What you need to do: Please copy out every line of the records below, character for character, without changing anything.

Listed entries:
===

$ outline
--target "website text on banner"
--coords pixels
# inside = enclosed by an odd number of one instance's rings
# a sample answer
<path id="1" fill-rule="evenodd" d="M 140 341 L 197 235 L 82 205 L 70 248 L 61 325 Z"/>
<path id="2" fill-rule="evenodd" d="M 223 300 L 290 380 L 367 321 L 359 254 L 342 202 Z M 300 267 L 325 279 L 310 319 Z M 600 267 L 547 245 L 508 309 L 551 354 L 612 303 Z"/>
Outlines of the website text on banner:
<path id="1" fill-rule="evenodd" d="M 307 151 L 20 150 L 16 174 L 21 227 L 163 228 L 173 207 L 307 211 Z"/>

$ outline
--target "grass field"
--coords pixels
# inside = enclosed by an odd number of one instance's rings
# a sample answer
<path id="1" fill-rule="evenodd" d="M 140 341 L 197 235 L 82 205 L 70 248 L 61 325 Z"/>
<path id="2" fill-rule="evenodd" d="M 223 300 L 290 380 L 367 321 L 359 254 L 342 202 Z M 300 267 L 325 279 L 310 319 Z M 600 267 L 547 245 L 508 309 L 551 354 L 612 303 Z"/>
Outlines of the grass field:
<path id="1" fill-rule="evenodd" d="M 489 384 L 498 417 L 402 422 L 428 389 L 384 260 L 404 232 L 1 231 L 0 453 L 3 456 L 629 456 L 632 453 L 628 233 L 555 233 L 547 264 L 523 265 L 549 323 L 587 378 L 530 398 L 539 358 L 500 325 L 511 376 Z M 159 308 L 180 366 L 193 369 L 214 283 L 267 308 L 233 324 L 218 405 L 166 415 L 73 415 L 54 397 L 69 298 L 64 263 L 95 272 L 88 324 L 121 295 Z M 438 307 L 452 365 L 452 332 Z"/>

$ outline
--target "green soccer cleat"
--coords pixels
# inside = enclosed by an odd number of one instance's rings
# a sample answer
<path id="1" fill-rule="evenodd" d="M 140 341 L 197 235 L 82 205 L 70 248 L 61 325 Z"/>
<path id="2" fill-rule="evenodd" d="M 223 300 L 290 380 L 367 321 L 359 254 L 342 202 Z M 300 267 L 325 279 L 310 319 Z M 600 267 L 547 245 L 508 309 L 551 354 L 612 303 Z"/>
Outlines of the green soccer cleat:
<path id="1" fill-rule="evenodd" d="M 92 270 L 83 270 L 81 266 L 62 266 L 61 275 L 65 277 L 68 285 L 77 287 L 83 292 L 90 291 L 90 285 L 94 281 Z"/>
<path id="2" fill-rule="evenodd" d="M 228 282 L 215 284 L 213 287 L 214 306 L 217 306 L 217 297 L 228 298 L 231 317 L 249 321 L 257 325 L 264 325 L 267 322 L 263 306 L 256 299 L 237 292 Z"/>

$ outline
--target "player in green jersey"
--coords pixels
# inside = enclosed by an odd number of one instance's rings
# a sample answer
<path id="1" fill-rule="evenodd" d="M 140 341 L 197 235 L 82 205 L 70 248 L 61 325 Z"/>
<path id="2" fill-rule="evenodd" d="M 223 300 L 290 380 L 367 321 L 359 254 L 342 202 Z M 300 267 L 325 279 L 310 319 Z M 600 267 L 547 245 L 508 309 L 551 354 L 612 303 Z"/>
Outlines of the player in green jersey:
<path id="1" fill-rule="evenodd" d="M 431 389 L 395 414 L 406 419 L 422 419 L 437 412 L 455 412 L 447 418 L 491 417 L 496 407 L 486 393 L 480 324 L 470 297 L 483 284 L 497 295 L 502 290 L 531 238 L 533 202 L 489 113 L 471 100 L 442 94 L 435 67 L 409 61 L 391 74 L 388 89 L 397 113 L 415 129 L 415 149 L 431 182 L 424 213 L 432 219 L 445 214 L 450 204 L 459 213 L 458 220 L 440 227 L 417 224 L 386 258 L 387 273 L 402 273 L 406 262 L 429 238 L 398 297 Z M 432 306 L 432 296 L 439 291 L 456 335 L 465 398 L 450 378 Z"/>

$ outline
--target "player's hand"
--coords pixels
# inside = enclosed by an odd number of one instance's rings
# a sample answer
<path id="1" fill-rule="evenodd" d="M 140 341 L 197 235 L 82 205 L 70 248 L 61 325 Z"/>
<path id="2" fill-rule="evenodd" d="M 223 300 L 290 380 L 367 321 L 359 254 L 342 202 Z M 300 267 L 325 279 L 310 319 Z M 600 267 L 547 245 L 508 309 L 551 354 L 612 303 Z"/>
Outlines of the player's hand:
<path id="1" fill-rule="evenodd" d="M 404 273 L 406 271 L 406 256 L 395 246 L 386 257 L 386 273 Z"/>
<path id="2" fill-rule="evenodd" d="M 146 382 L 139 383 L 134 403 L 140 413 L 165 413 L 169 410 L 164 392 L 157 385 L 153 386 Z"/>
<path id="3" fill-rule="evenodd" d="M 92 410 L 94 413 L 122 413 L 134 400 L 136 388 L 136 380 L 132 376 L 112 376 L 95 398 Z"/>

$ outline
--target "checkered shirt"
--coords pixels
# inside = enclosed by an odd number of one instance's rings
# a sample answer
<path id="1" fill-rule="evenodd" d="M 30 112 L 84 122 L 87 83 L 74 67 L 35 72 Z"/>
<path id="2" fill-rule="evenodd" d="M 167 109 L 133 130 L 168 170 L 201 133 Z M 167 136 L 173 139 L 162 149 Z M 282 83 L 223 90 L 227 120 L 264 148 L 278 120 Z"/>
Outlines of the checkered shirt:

===

Task solution:
$ outline
--target "website text on banner"
--coords pixels
# inside = enclosed by an odd number of one instance's rings
# a sample answer
<path id="1" fill-rule="evenodd" d="M 140 341 L 197 235 L 82 205 L 70 248 L 61 325 Z"/>
<path id="2" fill-rule="evenodd" d="M 223 300 L 290 380 L 367 321 L 359 254 L 342 202 Z M 300 267 L 325 279 L 310 319 Z M 600 267 L 547 245 L 508 309 L 551 354 L 612 303 Z"/>
Outlines of the website text on banner:
<path id="1" fill-rule="evenodd" d="M 307 151 L 20 150 L 16 174 L 21 227 L 163 228 L 173 207 L 307 211 Z"/>

$ outline
--target "grass field"
--coords pixels
# inside = enclosed by an odd number of one instance's rings
# a sample answer
<path id="1" fill-rule="evenodd" d="M 140 341 L 197 235 L 82 205 L 70 248 L 61 325 Z"/>
<path id="2" fill-rule="evenodd" d="M 223 300 L 290 380 L 367 321 L 359 254 L 342 202 Z M 300 267 L 325 279 L 310 319 Z M 600 267 L 547 245 L 508 309 L 551 354 L 612 303 Z"/>
Outlines of the grass field:
<path id="1" fill-rule="evenodd" d="M 489 384 L 498 417 L 402 422 L 428 389 L 384 260 L 404 232 L 1 231 L 0 453 L 3 456 L 629 456 L 632 453 L 628 233 L 555 233 L 547 264 L 523 265 L 549 323 L 587 378 L 530 398 L 539 358 L 500 325 L 511 376 Z M 159 308 L 180 366 L 193 369 L 214 283 L 267 308 L 233 324 L 218 405 L 166 415 L 73 415 L 54 397 L 69 298 L 64 263 L 95 272 L 88 324 L 121 295 Z M 438 307 L 452 365 L 452 332 Z"/>

$ outline
--target "green soccer cleat"
--coords pixels
# inside = enclosed by an odd number of one instance's rings
# a sample answer
<path id="1" fill-rule="evenodd" d="M 140 341 L 197 235 L 82 205 L 70 248 L 61 325 Z"/>
<path id="2" fill-rule="evenodd" d="M 223 300 L 290 380 L 367 321 L 359 254 L 342 202 Z M 300 267 L 325 279 L 310 319 Z M 600 267 L 547 245 L 508 309 L 551 354 L 612 303 Z"/>
Outlines of the green soccer cleat:
<path id="1" fill-rule="evenodd" d="M 92 270 L 83 270 L 81 266 L 62 266 L 61 275 L 65 277 L 68 285 L 77 287 L 83 292 L 90 291 L 90 285 L 94 281 Z"/>
<path id="2" fill-rule="evenodd" d="M 228 282 L 215 284 L 213 287 L 214 306 L 217 306 L 217 297 L 228 298 L 231 317 L 249 321 L 257 325 L 264 325 L 267 322 L 263 306 L 256 299 L 237 292 Z"/>

$ outline
--target "player in green jersey"
--coords pixels
# inside = enclosed by an odd number of one instance's rings
# a sample answer
<path id="1" fill-rule="evenodd" d="M 140 341 L 197 235 L 82 205 L 70 248 L 61 325 Z"/>
<path id="2" fill-rule="evenodd" d="M 223 300 L 290 380 L 367 321 L 359 254 L 342 202 Z M 300 267 L 325 279 L 310 319 Z M 600 267 L 547 245 L 508 309 L 551 354 L 612 303 Z"/>
Outlines of the player in green jersey:
<path id="1" fill-rule="evenodd" d="M 431 389 L 395 414 L 406 419 L 422 419 L 437 412 L 455 412 L 447 418 L 491 417 L 496 407 L 486 393 L 480 324 L 470 297 L 483 284 L 497 295 L 502 290 L 531 238 L 533 202 L 489 113 L 471 100 L 442 94 L 435 67 L 409 61 L 391 74 L 388 89 L 397 113 L 415 129 L 415 149 L 431 182 L 424 213 L 432 219 L 445 214 L 450 204 L 459 213 L 458 220 L 440 227 L 417 224 L 386 258 L 387 273 L 402 273 L 406 262 L 429 238 L 398 297 Z M 432 306 L 432 296 L 439 291 L 456 335 L 465 398 L 450 378 Z"/>

$ outline
--target "player's hand"
--coords pixels
# inside = enclosed by an odd number of one instance's rings
# a sample answer
<path id="1" fill-rule="evenodd" d="M 140 341 L 197 235 L 82 205 L 70 248 L 61 325 Z"/>
<path id="2" fill-rule="evenodd" d="M 223 300 L 290 380 L 367 321 L 359 254 L 342 202 Z M 300 267 L 325 279 L 310 319 Z M 600 267 L 547 245 L 508 309 L 551 354 L 612 303 Z"/>
Outlines of the player's hand:
<path id="1" fill-rule="evenodd" d="M 404 273 L 406 271 L 406 256 L 395 246 L 386 257 L 386 273 Z"/>
<path id="2" fill-rule="evenodd" d="M 146 382 L 139 383 L 134 403 L 140 413 L 165 413 L 169 410 L 164 392 L 157 385 L 153 386 Z"/>
<path id="3" fill-rule="evenodd" d="M 92 410 L 94 413 L 122 413 L 134 400 L 136 388 L 136 380 L 132 376 L 112 376 L 95 398 Z"/>

$ outline
--target "checkered shirt"
--coords pixels
# inside = enclosed by an odd number of one instance's rings
# a sample answer
<path id="1" fill-rule="evenodd" d="M 30 112 L 84 122 L 87 83 L 74 67 L 35 72 Z"/>
<path id="2" fill-rule="evenodd" d="M 167 109 L 133 130 L 168 170 L 201 133 Z M 167 136 L 173 139 L 162 149 Z M 282 83 L 223 90 L 227 120 L 264 148 L 278 120 Z"/>
Outlines of the checkered shirt:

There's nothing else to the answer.